> Dataset content

↓↓↓

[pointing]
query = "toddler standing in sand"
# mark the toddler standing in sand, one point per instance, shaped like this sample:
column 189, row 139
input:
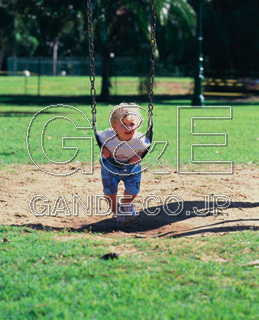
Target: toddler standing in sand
column 122, row 151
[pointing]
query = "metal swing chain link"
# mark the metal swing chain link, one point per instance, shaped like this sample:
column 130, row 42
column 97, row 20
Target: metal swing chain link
column 91, row 55
column 92, row 62
column 152, row 58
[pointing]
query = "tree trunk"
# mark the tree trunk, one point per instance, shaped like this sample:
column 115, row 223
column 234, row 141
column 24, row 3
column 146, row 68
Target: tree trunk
column 1, row 55
column 55, row 57
column 105, row 92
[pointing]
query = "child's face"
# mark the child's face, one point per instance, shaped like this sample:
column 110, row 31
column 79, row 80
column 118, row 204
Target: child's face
column 125, row 128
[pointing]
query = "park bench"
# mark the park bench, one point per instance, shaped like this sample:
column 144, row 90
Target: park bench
column 224, row 87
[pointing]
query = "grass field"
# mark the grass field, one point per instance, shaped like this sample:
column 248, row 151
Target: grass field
column 59, row 274
column 242, row 145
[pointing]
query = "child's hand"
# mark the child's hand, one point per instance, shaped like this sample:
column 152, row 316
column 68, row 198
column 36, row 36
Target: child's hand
column 135, row 160
column 106, row 153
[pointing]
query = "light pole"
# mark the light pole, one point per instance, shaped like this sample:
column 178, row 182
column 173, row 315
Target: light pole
column 198, row 98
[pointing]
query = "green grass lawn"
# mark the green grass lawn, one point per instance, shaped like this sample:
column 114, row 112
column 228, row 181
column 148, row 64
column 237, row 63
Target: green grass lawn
column 242, row 133
column 49, row 275
column 46, row 274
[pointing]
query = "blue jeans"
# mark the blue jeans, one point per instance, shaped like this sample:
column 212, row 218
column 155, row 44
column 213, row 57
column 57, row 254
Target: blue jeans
column 111, row 176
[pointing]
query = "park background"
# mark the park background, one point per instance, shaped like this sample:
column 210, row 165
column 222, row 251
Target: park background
column 189, row 266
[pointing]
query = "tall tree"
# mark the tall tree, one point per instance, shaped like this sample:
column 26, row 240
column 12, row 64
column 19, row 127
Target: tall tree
column 6, row 29
column 130, row 20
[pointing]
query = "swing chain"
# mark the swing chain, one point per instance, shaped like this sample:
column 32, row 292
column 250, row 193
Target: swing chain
column 91, row 56
column 152, row 58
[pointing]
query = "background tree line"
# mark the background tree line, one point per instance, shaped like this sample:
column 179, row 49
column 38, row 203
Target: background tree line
column 58, row 28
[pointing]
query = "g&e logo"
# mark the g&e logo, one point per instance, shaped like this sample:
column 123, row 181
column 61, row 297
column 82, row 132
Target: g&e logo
column 33, row 138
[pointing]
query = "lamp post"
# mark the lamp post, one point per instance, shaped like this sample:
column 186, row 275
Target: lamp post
column 198, row 98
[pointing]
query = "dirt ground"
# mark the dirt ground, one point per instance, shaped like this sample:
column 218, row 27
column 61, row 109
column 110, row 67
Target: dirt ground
column 20, row 204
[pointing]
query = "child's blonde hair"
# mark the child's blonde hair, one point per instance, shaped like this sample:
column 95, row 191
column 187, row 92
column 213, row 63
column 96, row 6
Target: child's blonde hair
column 125, row 110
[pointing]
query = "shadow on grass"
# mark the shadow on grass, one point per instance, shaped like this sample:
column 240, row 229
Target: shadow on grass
column 162, row 225
column 32, row 100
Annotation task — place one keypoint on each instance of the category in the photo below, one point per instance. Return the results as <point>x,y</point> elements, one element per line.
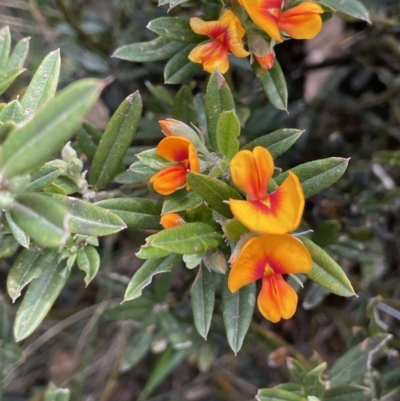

↑↑↑

> Problem to work on
Rewrite the listing above with every "Target" changed to "Object" and nothing else altered, and leave the pictures out of your answer.

> Written reply
[pointing]
query = "toddler standing in sand"
# mark the toddler standing in sand, one point per instance, shaped like this sample:
column 189, row 139
input:
Object: toddler standing in sand
column 122, row 151
[pointing]
query = "metal swing chain link"
# mark the metal swing chain link, one point per instance, shaped like this sample:
column 130, row 42
column 97, row 20
Object: metal swing chain link
column 91, row 55
column 92, row 62
column 152, row 58
[pointing]
query = "tree trunk"
# mark the tree trunk, one point per instance, shaped like this sample:
column 115, row 223
column 234, row 141
column 24, row 3
column 146, row 68
Object: tree trunk
column 1, row 55
column 55, row 57
column 105, row 92
[pointing]
query = "child's face"
# mark the child's face, one point per instance, shaped like this sample:
column 110, row 31
column 79, row 80
column 118, row 204
Object: child's face
column 125, row 128
[pointing]
query = "park bench"
# mark the park bench, one point per instance, shaped like this sample:
column 144, row 90
Object: park bench
column 224, row 87
[pointing]
query = "grass field"
# mark the grass field, one point per instance, shaped like this sample:
column 248, row 151
Object: grass field
column 59, row 274
column 242, row 145
[pointing]
query = "child's hand"
# mark the child's hand, one point per instance, shaped like this sample:
column 152, row 316
column 68, row 198
column 36, row 36
Object: child's hand
column 135, row 160
column 106, row 153
[pointing]
query = "light pole"
# mark the light pole, one point per instance, shaped like this sample:
column 178, row 182
column 173, row 315
Object: light pole
column 198, row 98
[pointing]
query = "green grass lawn"
# mark the green grass lawn, one point per instance, shaped like this sample:
column 114, row 112
column 228, row 181
column 148, row 64
column 237, row 63
Object: green grass lawn
column 242, row 133
column 49, row 275
column 46, row 274
[pointing]
query = "blue jeans"
# mark the blue jeans, one point per instance, shaped like this sample:
column 212, row 218
column 155, row 44
column 213, row 57
column 57, row 254
Object: blue jeans
column 111, row 176
[pointing]
query = "park background"
# mark the park background, one point per instance, shaped like this sample:
column 210, row 165
column 222, row 251
Object: park background
column 189, row 266
[pointing]
query = "tall tree"
# mark the tall tree, one point per instance, shaped like this sample:
column 26, row 240
column 12, row 64
column 19, row 127
Object: tall tree
column 6, row 29
column 130, row 20
[pointing]
query = "swing chain"
# mark the swing chain, one point per instance, shaped like this sample:
column 32, row 292
column 250, row 193
Object: swing chain
column 91, row 56
column 152, row 58
[pointing]
query = "background tree line"
# mark the background tree line, one point per instance, shaped like this sample:
column 179, row 49
column 38, row 203
Object: background tree line
column 58, row 28
[pointing]
query = "g&e logo"
# mark the g&e logo, one point per instance, shaped like this sample:
column 123, row 181
column 61, row 297
column 82, row 132
Object: g&e logo
column 33, row 138
[pointing]
query = "lamp post"
# mark the lamp post, one point per instance, shaped like this sample:
column 186, row 275
Object: lamp post
column 198, row 98
[pointing]
query = "dirt ground"
# mark the dirt ground, one point per instance, shaped like this sample:
column 218, row 27
column 61, row 109
column 110, row 67
Object: dirt ground
column 20, row 204
[pointing]
query = "child's blonde hair"
# mark the child's blonde hair, one point per instance, shaped like this sample:
column 95, row 191
column 187, row 92
column 213, row 63
column 96, row 6
Object: child's blonde hair
column 125, row 110
[pointing]
query = "shadow on grass"
# mark the shadow on grass, one point per instance, shaped like this sample:
column 240, row 229
Object: shadow on grass
column 162, row 225
column 32, row 100
Annotation task — place one keypoint on each instance of the category in the photo below, one point per instance. Return the results as <point>x,y</point> elements, one element per line.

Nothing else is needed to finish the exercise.